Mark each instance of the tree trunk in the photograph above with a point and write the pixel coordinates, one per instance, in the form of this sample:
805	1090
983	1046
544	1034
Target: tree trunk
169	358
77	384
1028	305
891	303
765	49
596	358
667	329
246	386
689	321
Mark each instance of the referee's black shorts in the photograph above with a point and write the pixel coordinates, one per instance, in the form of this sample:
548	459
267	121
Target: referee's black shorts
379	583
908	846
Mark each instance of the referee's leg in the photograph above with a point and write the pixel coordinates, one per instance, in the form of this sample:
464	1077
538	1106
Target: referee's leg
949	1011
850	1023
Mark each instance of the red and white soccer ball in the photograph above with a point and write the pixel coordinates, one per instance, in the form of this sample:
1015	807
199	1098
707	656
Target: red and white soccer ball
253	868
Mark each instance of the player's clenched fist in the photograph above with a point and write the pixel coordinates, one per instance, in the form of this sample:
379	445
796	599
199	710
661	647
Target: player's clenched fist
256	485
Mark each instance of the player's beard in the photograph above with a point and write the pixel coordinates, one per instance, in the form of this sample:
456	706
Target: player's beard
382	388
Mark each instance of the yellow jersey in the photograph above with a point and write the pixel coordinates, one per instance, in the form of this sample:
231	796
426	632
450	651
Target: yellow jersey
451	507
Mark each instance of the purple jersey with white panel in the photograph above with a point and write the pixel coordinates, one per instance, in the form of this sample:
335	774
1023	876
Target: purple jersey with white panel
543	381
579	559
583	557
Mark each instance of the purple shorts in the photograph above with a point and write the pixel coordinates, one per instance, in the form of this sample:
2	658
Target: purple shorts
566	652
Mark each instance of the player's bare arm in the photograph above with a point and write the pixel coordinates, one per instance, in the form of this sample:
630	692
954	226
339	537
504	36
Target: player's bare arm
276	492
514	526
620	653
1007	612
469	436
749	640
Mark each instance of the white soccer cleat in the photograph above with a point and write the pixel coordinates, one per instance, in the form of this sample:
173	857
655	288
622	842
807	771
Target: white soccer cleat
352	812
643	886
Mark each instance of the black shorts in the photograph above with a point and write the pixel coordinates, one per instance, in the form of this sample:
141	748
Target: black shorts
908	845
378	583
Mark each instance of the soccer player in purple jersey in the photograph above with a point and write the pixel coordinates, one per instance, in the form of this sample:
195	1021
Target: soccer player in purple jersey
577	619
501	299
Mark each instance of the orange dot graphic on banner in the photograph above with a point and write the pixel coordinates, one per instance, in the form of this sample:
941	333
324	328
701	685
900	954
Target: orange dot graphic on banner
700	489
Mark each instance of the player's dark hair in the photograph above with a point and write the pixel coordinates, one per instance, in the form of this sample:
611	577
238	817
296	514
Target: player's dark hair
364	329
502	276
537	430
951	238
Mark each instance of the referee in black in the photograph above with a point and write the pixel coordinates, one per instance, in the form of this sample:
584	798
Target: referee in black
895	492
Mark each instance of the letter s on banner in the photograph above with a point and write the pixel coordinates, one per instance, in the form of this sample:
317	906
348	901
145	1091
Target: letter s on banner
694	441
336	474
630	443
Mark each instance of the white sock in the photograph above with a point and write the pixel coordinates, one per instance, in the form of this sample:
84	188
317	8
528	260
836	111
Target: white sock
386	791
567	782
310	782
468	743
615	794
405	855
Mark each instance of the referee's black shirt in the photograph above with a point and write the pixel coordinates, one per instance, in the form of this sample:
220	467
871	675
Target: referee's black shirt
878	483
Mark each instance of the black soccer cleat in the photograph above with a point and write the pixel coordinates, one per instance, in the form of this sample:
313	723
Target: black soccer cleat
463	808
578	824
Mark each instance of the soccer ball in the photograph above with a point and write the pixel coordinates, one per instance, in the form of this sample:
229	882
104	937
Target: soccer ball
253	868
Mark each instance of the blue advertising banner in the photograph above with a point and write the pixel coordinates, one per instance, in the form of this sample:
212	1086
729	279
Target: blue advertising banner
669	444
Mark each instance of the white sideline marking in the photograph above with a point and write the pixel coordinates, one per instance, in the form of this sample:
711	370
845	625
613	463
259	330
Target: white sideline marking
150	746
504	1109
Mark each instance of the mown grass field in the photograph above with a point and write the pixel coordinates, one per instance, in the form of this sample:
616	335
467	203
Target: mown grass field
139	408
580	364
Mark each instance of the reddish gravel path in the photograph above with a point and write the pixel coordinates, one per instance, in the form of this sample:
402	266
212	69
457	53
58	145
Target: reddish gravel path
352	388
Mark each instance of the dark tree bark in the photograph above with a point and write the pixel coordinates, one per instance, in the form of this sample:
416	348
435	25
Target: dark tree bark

GIVEN TASK: Please copy all of the data above line for line, with no changes.

SOLUTION BELOW:
Mark each instance of the tree trunk in the photograph above with a point and write the pixel coordinates, one per instance, in the form of this sample:
805	1090
983	1046
544	1034
Target: tree trunk
169	358
77	384
1028	305
891	303
765	49
596	358
667	329
246	386
689	321
Mark each instance of the referee's black shorts in the photograph above with a point and write the pixel coordinates, one per instance, in the form of this sample:
548	459
267	121
Target: referee's black shorts
379	583
908	846
Mark each instance of the referee's leg in the photograph above with a point and write the pixel coordinates, one per instance, in the form of this sample:
464	1077
538	1106
Target: referee's leg
949	1011
850	1023
Mark each instance of the red and white soccer ball in the photograph above with a point and write the pixel coordinates, one per instance, in the form of this sample:
1015	807
199	1098
707	656
Target: red and white soccer ball
253	868
Mark each instance of the player's clenched fist in the photograph above with a point and write the pixel coordinates, one per instance, in the form of this sample:
379	445
796	599
199	710
661	647
Target: player's clenched fist
256	485
Mark each instance of the player's beard in the photograph above with a point and write the pixel coordinates, one per instance, in the form of this sample:
456	706
Target: player's beard
382	388
Mark each instance of the yellow jersey in the photograph above with a point and write the pixel coordinates, one per instance, in the form of this sample:
231	796
426	632
450	651
Target: yellow jersey
451	507
Mark each instance of the purple jersey with white panel in the photograph above with a point and write the pixel coordinates, one per instance, in the form of this sample:
335	774
1023	876
Target: purple jersey with white panel
543	381
579	559
583	557
Mark each instance of the purple shorts in the photograph above with a point and write the pixel coordinates, one per instance, in the form of this sample:
2	658
Target: purple shorts
566	652
Mark each instance of the player's bare arm in the photograph above with a point and write the pixel coordinates, one per instance, in the form of this sample:
630	692
954	226
339	537
504	36
Target: player's bare arm
276	492
514	526
620	653
1007	612
469	436
749	640
Mark each instance of the white soccer cleat in the photograph above with a point and write the pixel coordinates, one per instance, in the form of this sample:
173	857
655	288
622	842
807	771
Target: white soccer cleat
352	812
643	886
Mark each instance of the black shorts in the photograph above with a point and write the pixel coordinates, one per instance, in the form of this sample:
141	748
Target: black shorts
908	845
378	583
Mark each instance of the soccer player in purple jersey in the photograph above with a point and write the pixel coordinates, one per instance, in the form of this sample:
195	1021
Target: soccer player in purple jersey
577	619
501	299
Mark each instance of the orange dot graphic on banner in the photograph above with a point and write the pixel coordinates, one per instance, in the form of this sample:
941	333
324	328
701	685
900	954
Target: orange dot graphic on banner
700	489
Mark each instance of the player's dark hair in the photograph above with a point and write the pixel coordinates, one per instance, in the form of this sample:
611	577
238	817
296	514
Target: player's dark hair
364	329
502	276
537	430
951	238
Mark each instance of the referee in black in the photograph above with a point and write the pixel coordinates, one per instance, in the form of this sample:
584	798
Target: referee in black
895	492
Mark each instance of the letter s on banner in the photograph above with a point and write the pixel coordinates, one per instance, in the form of this sample:
317	906
348	901
145	1091
Target: letter s on banner
694	441
336	474
630	443
Mark each instance of the white sock in the photograph above with a point and write the pixel coordinates, one per instance, in the form of this sample:
84	188
317	8
528	260
836	111
Target: white sock
386	791
567	782
310	782
468	743
615	794
405	855
Mark each instance of the referee's black shirt in the photograph above with a point and write the pixel coordinates, one per instance, in the form of this sample:
220	467
871	675
Target: referee's black shirt
878	483
Mark each instance of the black soccer cleat in the photograph above with a point and write the pixel coordinates, one per instance, in the form of this sample:
313	723
Target: black soccer cleat
463	808
578	824
Mark each instance of the soccer ball in the photograph above with a point and write the pixel coordinates, one per instance, in the form of this sample:
229	882
104	937
Target: soccer ball
253	868
Mark each instance of the blue advertising banner in the photograph above with a point and write the pixel coordinates, one per instance, in the form of this sample:
212	1086
729	279
Target: blue advertising banner
669	444
Mark each instance of the white sideline marking in the photograph above with a point and write the pixel coordinates, one per instance, in the form of this sample:
711	370
845	625
613	463
259	330
Target: white sideline marking
150	746
504	1109
Mark each instance of the mown grass field in the photograph above with a point and write the pixel coordinates, one per instance, in the form of this sample:
616	335
467	203
Target: mown grass field
139	408
580	364
Mark each instance of the reddish gravel path in the photograph above with a point and write the pixel coordinates, one per instance, in the form of this sample:
402	266
212	69
457	53
58	145
Target: reddish gravel path
352	388
Mark each instance of the dark tree bark in the photograph above with a point and write the pixel coordinates, one per instance, in the form of this sample:
416	348
435	25
Target: dark tree bark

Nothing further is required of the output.